Texas Power Company Has Known of Contamination in Groundwater Under its Plant Since 2014

Luminant Asking State for Permit to Move Monitoring Wells at its Big Brown Power Plant Southeast of Dallas

AUSTIN, TX. — Documents recently obtained by the Environmental Integrity Project (EIP) and Sierra Club show that levels of two toxic heavy metals – arsenic and selenium – in the groundwater at the Big Brown power plant in Freestone County exceed legal limits.

The 47-year-old coal-fired power plant is owned by Dallas-based Luminant, formerly known as TXU.  Vistra Energy – the parent company of Luminant that emerged this year from the $42 billion bankruptcy of Energy Future Holdings – recently stated that it intends to retire and decommission the Big Brown coal plant ahead of a deal to acquire rival power company Dynegy.

According to documents recently obtained from the Texas Commission on Environmental Quality (TCEQ), in January 2014 Luminant sampled groundwater at a monitoring well from which it had not tested water for several years.  The January 2014 test revealed levels of the heavy metal selenium to be more than double the legal limit.  The well is part of the coal plant’s groundwater monitoring system designed to detect pollution plumes released from two waste ponds at the site that are used to store industrial wastes known to be high in toxic metals.

Subsequent testing showed elevated levels of the heavy metals cadmium and arsenic as well.  The subsequent testing, ordered by the TCEQ, confirmed that the groundwater contamination is likely a result of a release from the company’s onsite coal waste ponds.

As a result of the toxic release to groundwater at the plant, Luminant is asking TCEQ to approve a “plume management” plan and other modifications to the company’s hazardous waste permit that would require some groundwater monitoring.  Luminant has no plan to remove the contamination or to remove the source of the contamination, which is the coal ash waste that has been stored on the property in unlined landfills. TCEQ held a public meeting in Fairfield, Texas, on Wednesday, December 13, 2017, on the proposed permit amendment.  TCEQ’s comment period on this issue closes on December 29, 2017.

The contamination in groundwater at the Big Brown plant is likely associated with the coal ash and coal waste stored onsite. Coal waste is known to leak contaminants like mercury, cadmium, selenium, and arsenic into groundwater. Regulators have long known that without proper management, these contaminants can pollute waterways, groundwater, drinking water, and the air, but Luminant has a nearly 50-year history of putting coal ash and coal waste into pits across east Texas without liners and adequate monitoring systems.

Dr. Neil Carman, clean air program director for the Sierra Club’s Lone Star Chapter, responded by explaining:

“Arsenic and selenium are recognized by EPA as harmful even in minute concentrations, in parts per billion, such that they are hazardous to human health, water quality, and wildlife. Arsenic is one of the most toxic substances known with health effects including recognition as a Class A human carcinogen, is a suspected mutagen (causing DNA damage); is suspected of causing birth defects; can cause deleterious reproductive effects; and can cause acute poisoning leading to heart problems, nervous system impairment, memory loss, gastrointestinal problems, and headaches. In addition, it’s an extremely persistent substance that can impact groundwater for decades because it does not decompose.

Selenium is another highly toxic metal.  Selenium shows neurotoxic effects and is particularly toxic to freshwater fish, as it can bioaccumulate up to 5,000 times as concentrated in their bodies as in the surrounding water.  This can result in anemia; heart, liver, and breathing problems; and deformities.”

▶ PROBLEM STATEMENT
Rewrite the passage of the press release on groundwater contamination at the Big Brown plant between "The 47-year-old coal-fired" and "power company Dynegy.", inclusive, changing "coal-fired" to "coal-burning".

[Saved entries]
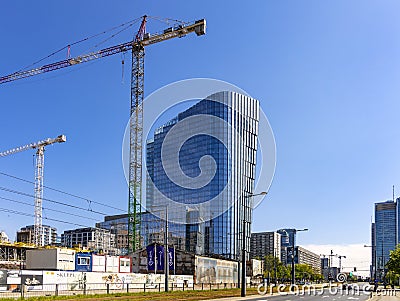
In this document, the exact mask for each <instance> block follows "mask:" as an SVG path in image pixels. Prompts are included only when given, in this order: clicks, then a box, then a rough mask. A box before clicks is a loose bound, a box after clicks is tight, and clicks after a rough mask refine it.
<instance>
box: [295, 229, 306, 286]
mask: <svg viewBox="0 0 400 301" xmlns="http://www.w3.org/2000/svg"><path fill="white" fill-rule="evenodd" d="M300 231H308V229H307V228H306V229H293V239H292V286H294V285H295V284H296V278H295V268H294V237H295V235H296V233H297V232H300Z"/></svg>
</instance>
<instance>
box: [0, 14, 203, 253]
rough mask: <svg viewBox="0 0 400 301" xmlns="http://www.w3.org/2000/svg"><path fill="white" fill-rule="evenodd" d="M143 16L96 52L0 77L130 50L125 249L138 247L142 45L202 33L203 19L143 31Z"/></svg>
mask: <svg viewBox="0 0 400 301" xmlns="http://www.w3.org/2000/svg"><path fill="white" fill-rule="evenodd" d="M146 22H147V16H143V17H142V22H141V24H140V27H139V30H138V32H137V34H136V36H135V38H134V40H133V41H130V42H127V43H123V44H119V45H116V46H112V47H108V48H105V49H102V50H99V51H96V52H91V53H88V54H84V55H80V56H77V57H74V58H68V59H66V60H62V61H59V62H55V63H52V64H48V65H44V66H42V67H39V68H35V69H31V70H25V71H20V72H15V73H12V74H9V75H6V76H3V77H0V84H4V83H7V82H11V81H15V80H18V79H22V78H26V77H30V76H34V75H38V74H42V73H45V72H50V71H54V70H58V69H62V68H66V67H70V66H74V65H77V64H81V63H86V62H90V61H93V60H96V59H99V58H103V57H107V56H110V55H114V54H117V53H124V52H126V51H132V70H131V72H132V73H131V99H130V103H131V106H130V116H131V118H130V150H129V180H128V181H129V201H128V237H129V243H128V253H129V252H133V251H135V250H137V249H138V248H139V247H140V232H139V231H140V227H139V226H140V214H141V203H142V202H141V199H142V151H143V150H142V142H143V138H142V134H143V99H144V54H145V52H144V48H145V47H146V46H149V45H152V44H156V43H159V42H163V41H166V40H170V39H173V38H181V37H184V36H186V35H187V34H189V33H193V32H194V33H196V35H197V36H201V35H204V34H205V33H206V20H205V19H201V20H197V21H195V22H191V23H182V24H178V25H176V26H174V27H169V28H167V29H165V30H164V31H163V32H162V33H157V34H150V33H146Z"/></svg>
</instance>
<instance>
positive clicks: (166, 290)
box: [164, 206, 169, 292]
mask: <svg viewBox="0 0 400 301" xmlns="http://www.w3.org/2000/svg"><path fill="white" fill-rule="evenodd" d="M164 232H165V233H164V274H165V291H166V292H168V289H169V283H168V280H169V279H168V277H169V260H168V259H169V256H168V255H169V254H168V207H167V206H165V231H164Z"/></svg>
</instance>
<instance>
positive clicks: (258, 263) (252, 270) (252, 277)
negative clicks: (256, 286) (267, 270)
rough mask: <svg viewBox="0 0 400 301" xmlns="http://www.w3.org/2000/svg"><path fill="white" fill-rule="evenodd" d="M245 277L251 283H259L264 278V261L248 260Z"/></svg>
mask: <svg viewBox="0 0 400 301" xmlns="http://www.w3.org/2000/svg"><path fill="white" fill-rule="evenodd" d="M246 276H247V277H250V279H251V280H252V282H253V283H257V282H261V280H262V279H263V278H264V260H258V259H250V260H248V261H247V262H246Z"/></svg>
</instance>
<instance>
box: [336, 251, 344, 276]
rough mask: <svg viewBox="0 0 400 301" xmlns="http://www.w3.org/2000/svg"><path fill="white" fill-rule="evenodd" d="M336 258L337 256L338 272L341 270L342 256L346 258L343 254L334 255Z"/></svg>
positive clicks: (341, 270) (341, 268) (340, 270)
mask: <svg viewBox="0 0 400 301" xmlns="http://www.w3.org/2000/svg"><path fill="white" fill-rule="evenodd" d="M336 257H337V258H339V273H341V272H342V258H346V256H345V255H336Z"/></svg>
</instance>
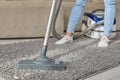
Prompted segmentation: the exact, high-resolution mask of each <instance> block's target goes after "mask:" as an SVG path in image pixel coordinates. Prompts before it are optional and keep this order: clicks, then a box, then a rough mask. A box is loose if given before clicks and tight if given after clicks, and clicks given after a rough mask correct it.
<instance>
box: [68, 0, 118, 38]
mask: <svg viewBox="0 0 120 80" xmlns="http://www.w3.org/2000/svg"><path fill="white" fill-rule="evenodd" d="M86 2H87V0H76V1H75V4H74V6H73V8H72V11H71V15H70V17H69V22H68V27H67V32H70V33H74V31H75V28H76V27H77V25H78V23H79V21H80V19H81V16H82V13H83V10H84V7H85V4H86ZM104 5H105V12H104V35H106V36H109V35H110V34H111V30H112V27H113V23H114V18H115V15H116V0H104ZM91 6H94V5H91ZM98 6H99V5H98Z"/></svg>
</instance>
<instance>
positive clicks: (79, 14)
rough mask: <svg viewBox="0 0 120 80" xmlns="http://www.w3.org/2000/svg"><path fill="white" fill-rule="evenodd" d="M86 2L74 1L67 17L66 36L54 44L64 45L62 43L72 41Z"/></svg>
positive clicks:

▶ ANSWER TO THIS EXERCISE
The 47-year-old coal-burning power plant is owned by Dallas-based Luminant, formerly known as TXU.  Vistra Energy – the parent company of Luminant that emerged this year from the $42 billion bankruptcy of Energy Future Holdings – recently stated that it intends to retire and decommission the Big Brown coal plant ahead of a deal to acquire rival power company Dynegy.